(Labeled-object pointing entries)

____

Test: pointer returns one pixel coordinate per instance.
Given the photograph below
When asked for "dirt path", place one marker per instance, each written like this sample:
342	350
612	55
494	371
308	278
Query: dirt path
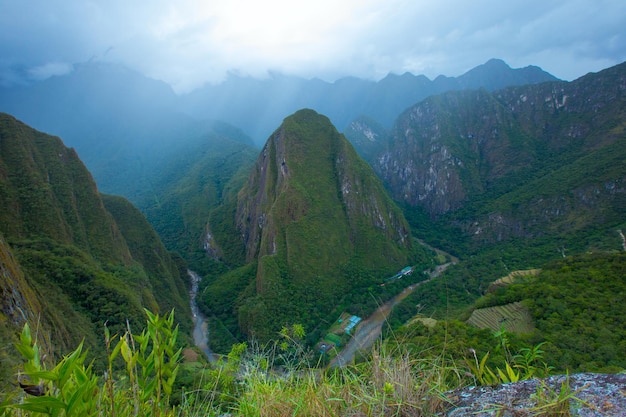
370	329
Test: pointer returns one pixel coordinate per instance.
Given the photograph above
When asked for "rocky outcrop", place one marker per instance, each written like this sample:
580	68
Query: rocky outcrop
581	395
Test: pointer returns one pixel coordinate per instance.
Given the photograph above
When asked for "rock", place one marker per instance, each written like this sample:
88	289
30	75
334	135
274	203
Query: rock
584	395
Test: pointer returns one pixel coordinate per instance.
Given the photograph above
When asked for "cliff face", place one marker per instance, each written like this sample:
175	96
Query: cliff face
66	267
519	161
46	191
311	207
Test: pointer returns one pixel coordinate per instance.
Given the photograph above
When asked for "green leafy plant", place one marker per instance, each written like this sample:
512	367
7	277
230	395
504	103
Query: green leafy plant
555	403
71	388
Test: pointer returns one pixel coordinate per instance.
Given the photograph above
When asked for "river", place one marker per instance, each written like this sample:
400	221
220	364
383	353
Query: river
370	329
200	325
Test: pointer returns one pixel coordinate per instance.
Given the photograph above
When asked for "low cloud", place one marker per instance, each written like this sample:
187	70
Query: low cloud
191	42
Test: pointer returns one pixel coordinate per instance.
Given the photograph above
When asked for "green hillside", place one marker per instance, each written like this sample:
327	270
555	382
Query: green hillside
318	229
69	263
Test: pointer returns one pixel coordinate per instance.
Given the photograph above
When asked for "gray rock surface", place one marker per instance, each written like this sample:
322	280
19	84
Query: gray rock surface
584	395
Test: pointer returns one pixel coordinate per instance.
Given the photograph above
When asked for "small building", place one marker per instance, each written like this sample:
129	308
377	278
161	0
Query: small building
352	321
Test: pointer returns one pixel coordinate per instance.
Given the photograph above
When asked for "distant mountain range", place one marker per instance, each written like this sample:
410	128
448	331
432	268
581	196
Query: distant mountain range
502	167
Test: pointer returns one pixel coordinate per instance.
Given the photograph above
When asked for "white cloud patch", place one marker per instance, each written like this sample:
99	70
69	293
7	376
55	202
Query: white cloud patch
190	42
50	69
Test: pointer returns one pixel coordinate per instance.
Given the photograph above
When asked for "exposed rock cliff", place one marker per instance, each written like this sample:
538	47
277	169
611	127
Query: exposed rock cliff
519	160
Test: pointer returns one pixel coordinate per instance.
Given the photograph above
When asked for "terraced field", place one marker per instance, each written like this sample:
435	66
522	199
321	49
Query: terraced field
513	317
511	278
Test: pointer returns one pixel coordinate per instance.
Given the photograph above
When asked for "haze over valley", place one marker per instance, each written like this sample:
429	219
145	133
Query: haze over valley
298	221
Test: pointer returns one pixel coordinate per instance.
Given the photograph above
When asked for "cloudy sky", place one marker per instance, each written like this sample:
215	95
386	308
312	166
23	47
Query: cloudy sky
191	42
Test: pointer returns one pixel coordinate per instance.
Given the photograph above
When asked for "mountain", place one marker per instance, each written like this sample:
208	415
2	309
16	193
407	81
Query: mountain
521	162
317	230
258	105
122	124
73	260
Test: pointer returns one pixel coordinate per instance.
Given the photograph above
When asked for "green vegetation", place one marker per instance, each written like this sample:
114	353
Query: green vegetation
513	317
314	233
68	264
143	375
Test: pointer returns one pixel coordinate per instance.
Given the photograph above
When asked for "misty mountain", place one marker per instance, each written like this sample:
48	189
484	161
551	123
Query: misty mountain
125	127
256	106
315	228
72	259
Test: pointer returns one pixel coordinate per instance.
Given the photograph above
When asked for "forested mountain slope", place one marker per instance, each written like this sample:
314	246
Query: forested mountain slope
68	267
315	229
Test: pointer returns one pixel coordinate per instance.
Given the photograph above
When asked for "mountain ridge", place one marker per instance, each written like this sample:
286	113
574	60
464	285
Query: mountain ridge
316	226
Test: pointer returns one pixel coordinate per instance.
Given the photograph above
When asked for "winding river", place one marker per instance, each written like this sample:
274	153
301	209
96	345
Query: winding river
200	332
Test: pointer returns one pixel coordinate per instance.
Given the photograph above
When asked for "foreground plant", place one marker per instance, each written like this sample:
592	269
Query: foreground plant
70	388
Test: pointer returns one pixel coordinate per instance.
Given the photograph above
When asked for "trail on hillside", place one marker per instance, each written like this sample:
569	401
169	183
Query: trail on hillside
370	329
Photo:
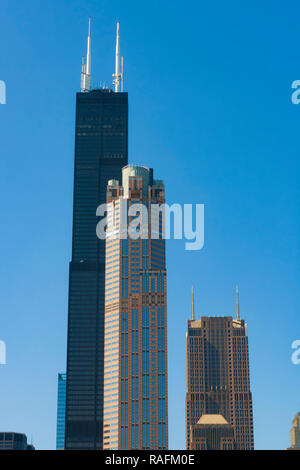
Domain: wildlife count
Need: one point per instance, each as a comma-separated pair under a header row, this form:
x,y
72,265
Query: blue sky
x,y
210,110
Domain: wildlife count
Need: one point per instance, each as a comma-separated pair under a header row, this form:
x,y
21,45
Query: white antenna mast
x,y
117,76
122,74
86,68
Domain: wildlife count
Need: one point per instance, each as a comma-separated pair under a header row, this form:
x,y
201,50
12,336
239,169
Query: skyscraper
x,y
295,433
14,441
212,432
61,411
218,378
101,150
135,364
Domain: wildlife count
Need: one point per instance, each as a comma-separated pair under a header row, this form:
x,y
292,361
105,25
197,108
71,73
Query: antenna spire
x,y
237,304
118,76
86,67
193,308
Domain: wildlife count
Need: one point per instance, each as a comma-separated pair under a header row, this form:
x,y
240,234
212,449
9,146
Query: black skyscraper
x,y
101,150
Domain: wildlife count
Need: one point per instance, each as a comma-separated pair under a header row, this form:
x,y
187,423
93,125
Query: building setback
x,y
135,372
101,150
218,379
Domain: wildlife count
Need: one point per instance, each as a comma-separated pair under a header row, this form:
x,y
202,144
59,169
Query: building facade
x,y
135,364
14,441
295,433
218,378
212,432
61,411
101,143
101,150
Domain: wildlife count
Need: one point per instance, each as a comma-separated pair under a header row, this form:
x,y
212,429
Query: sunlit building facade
x,y
61,411
218,378
135,357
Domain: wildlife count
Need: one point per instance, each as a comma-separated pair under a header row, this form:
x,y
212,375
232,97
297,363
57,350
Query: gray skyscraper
x,y
101,150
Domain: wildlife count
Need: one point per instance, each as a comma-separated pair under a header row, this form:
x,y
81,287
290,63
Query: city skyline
x,y
231,161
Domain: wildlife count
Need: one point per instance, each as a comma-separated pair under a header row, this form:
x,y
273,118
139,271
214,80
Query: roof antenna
x,y
86,67
122,74
193,308
117,76
237,304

____

**SET PROBLEM:**
From the listing above, print every entry precisely and drop the pictures.

**OUTPUT BELOW:**
Test: pointer returns one pixel coordinate per instance.
Given the photograph below
When asked for "dirt path", place one marker per instance, each written like this sample:
342	350
612	55
494	371
308	278
Query: dirt path
370	329
Test: pointer returns one pixel coordinate per instance.
Given the photograph above
When asked for "rocky outcrop", place one marker per instance, each written like this sample:
580	68
Query: rocky outcrop
581	395
Test: pointer returns one pixel coordinate per instance.
Given the photograph above
When asked for "rock", place one marker per instance, each written like this sample:
88	289
30	75
334	135
274	203
Query: rock
584	395
Test: pointer returns one pixel coordinate per instance.
Given the photograph above
When asked for "cliff face", place one marker per instance, each written like this sample:
175	96
Query: cliff face
66	267
519	161
46	191
311	207
Test: pointer returns one pixel coordinate per instance.
Given the photograph above
When asked for "green leafy plant", place one marker per instance, each written like this sample:
512	367
7	277
230	395
504	103
Query: green leafy plant
555	403
71	388
Test: pointer returns one pixel coordinate per instance.
Given the photograph above
When asked for "river", place one marker per instance, each written like this sample:
400	221
220	364
383	353
Query: river
370	329
200	325
Test: pointer returns one pixel coordinate per instance.
Given the photograph above
When asked for "low cloud", place one marker per instance, each written like this sample:
187	70
Query: low cloud
191	42
Test: pointer returns one pixel coordinate per instance.
Given the photograph above
When asked for "green hillside", place one marker per instance, each written like this sample:
327	270
555	382
Query: green hillside
318	229
69	263
Test: pointer returns one pixel coordinate per instance.
Given the photograph above
When asked for "gray rock surface", place one marker per instance, each written like this sample:
322	280
19	84
Query: gray rock surface
584	395
Test: pointer returns one pixel coordinate per instance.
Given the photograph above
When asked for "small building", place one marker per instance, each written like this sample:
129	308
377	278
161	0
Query: small building
352	321
Test: pointer returns one pixel coordinate per instance.
Given the photograph above
When asked for "distant mountain range", place one marker per instance, each written like this sample:
410	128
448	331
432	268
581	196
Query: distant mountain range
502	167
Test: pointer returns one pixel coordinate per instance.
Given the photograph above
When asked for "white cloud patch", place one marker per instance, each written like this sample:
99	70
69	293
7	376
55	202
Query: white cloud patch
190	42
50	69
Test: pointer returns one pixel coordinate per instance.
Given the photograph above
When asked for "exposed rock cliff", place one marker per instance, each written like this sample:
538	47
277	169
611	127
Query: exposed rock cliff
519	160
Test: pointer returns one pixel coordinate per instance.
Given the photograph above
When asked for "terraced field", place one marker per instance, each written like this sample:
435	66
522	199
321	49
Query: terraced field
513	317
511	278
Test: pointer returns one pixel coordinate per instance.
Given the photograph above
When asked for "haze over valley", place one marker per instance, each written like this sample:
429	219
145	133
Query: haze over valley
298	221
Test: pointer returns one pixel coordinate per instance.
Given the photograph above
When asked for "cloudy sky", place one marker per instance, each written like this sample:
215	95
386	308
312	166
23	47
Query: cloudy sky
191	42
Test: pointer returns one pixel coordinate per instance.
Given the photograph above
When asked for "mountain", place one marker per instance, each written like this sample:
208	415
2	309
16	193
407	81
Query: mountain
521	162
317	230
258	105
122	124
73	260
Test: pointer returns one pixel coordinate per instance.
Given the photograph above
When asked for "green vegetation", place one marker per instance, each written like this sample:
114	353
Query: green vegetation
513	317
314	233
68	264
143	375
Test: pointer returns one pixel coordinate per instance.
Given the photograph above
When asked for "misty mountain", place one marker per instance, each written like this sample:
48	189
484	161
551	123
Query: misty mountain
125	127
256	106
315	228
72	259
Test: pointer returns one pixel coordinate per instance.
Given the photograph above
When asked for "forested mountain slope", place one marker per instance, each written like this sample:
314	246
Query: forested mountain slope
68	267
315	229
Test: pointer returns one pixel coordinate per instance.
Given the photograph above
When asked for "mountain ridge", place one marker per instance, each written like this sample:
286	113
574	60
464	285
Query: mountain ridge
316	226
Test: pointer returns one pixel coordinate per instance.
Given the photograph above
When asked for "winding river", place one marker per instance, each written like this sample:
274	153
301	209
96	345
Query: winding river
200	332
Test: pointer returns one pixel coordinate per instance.
Given the photograph above
When asked for "foreground plant", place one marker per instance, each written like this sample:
592	269
Query: foreground plant
70	388
Test: pointer returns one pixel coordinate per instance.
Given the photograph above
When asked for "trail on hillside", place one marker per instance, each written like this sample:
569	401
169	183
Query: trail on hillside
370	329
Photo:
Domain: wildlife count
Need: one point per instance, each as a comma-separated pair under a header row, this form:
x,y
72,265
Query: blue sky
x,y
210,110
Domain: wildlife count
Need: one point per instance, each as a comma-separated pair under a header row, this form:
x,y
21,45
Query: white antenna mast
x,y
117,76
122,74
86,68
Domain: wildlife count
Need: one point per instance, each as a comma-separated pair under a header row, this form:
x,y
201,50
12,336
239,169
Query: skyscraper
x,y
295,433
14,441
212,432
61,411
218,378
101,150
135,364
Domain: wildlife count
Need: one point per instance, each as a comma-separated pair under a header row, this form:
x,y
292,361
105,25
197,108
71,73
Query: antenna spire
x,y
237,304
118,76
86,67
193,308
Domain: wildlife count
Need: one point per instance, each as a comma-separated pair under a header row, this form:
x,y
240,234
212,449
9,146
Query: black skyscraper
x,y
101,150
Domain: wildlife count
Need: one point per instance, each as a comma-separated pair under a header row, this form:
x,y
187,423
93,125
Query: building setback
x,y
135,372
101,150
218,379
Domain: wildlife count
Need: one point per instance, each as a comma-separated pair under a header row, this form:
x,y
202,144
59,169
Query: building facade
x,y
135,364
14,441
295,433
218,378
212,432
61,411
101,143
101,150
Domain: wildlife count
Need: one point per instance, each as a comma-separated pair under a header row, this form:
x,y
212,429
Query: sunlit building facade
x,y
61,411
218,378
135,357
Domain: wildlife count
Need: one point per instance, each as a comma-separated pair under a header row, this form:
x,y
212,375
232,97
297,363
57,350
Query: gray skyscraper
x,y
101,150
Domain: wildlife count
Need: one point per instance, each as a comma-separated pair under a header row, this form:
x,y
81,287
290,63
Query: city skyline
x,y
231,161
Domain: wildlife count
Need: one point per instance, each as a comma-separated pair under a header row, this form:
x,y
273,118
139,271
214,80
Query: roof antenna
x,y
86,67
122,74
193,308
117,76
237,304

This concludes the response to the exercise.